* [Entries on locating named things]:
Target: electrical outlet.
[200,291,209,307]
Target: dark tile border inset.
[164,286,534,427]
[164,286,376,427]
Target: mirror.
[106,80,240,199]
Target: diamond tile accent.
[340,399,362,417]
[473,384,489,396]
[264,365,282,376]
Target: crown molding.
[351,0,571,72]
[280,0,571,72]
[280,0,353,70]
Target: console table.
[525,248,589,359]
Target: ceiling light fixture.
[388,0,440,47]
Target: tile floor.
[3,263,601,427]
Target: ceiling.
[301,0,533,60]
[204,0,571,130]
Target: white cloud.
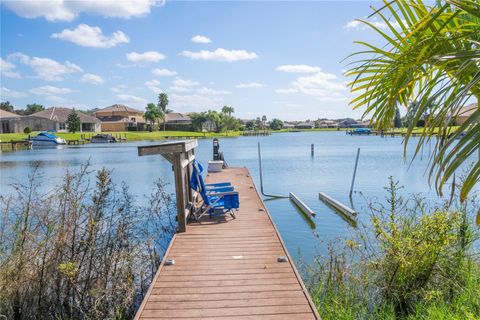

* [STATED EXERCISE]:
Reproduce every line of the listing verbatim, omitting the picture.

* [SOLVED PROBLEM]:
Target: electrical outlet.
[200,291,209,307]
Target: dark tile border inset.
[164,286,534,427]
[164,286,376,427]
Target: mirror.
[106,80,240,199]
Target: diamond tile accent.
[340,399,362,417]
[473,384,489,396]
[264,365,282,376]
Target: crown molding.
[351,0,571,72]
[280,0,571,72]
[280,0,353,70]
Target: console table.
[525,248,589,359]
Target: ceiling light fixture.
[388,0,440,47]
Target: tile floor.
[3,263,601,427]
Target: ceiling.
[301,0,533,60]
[204,0,571,130]
Target: white cloud.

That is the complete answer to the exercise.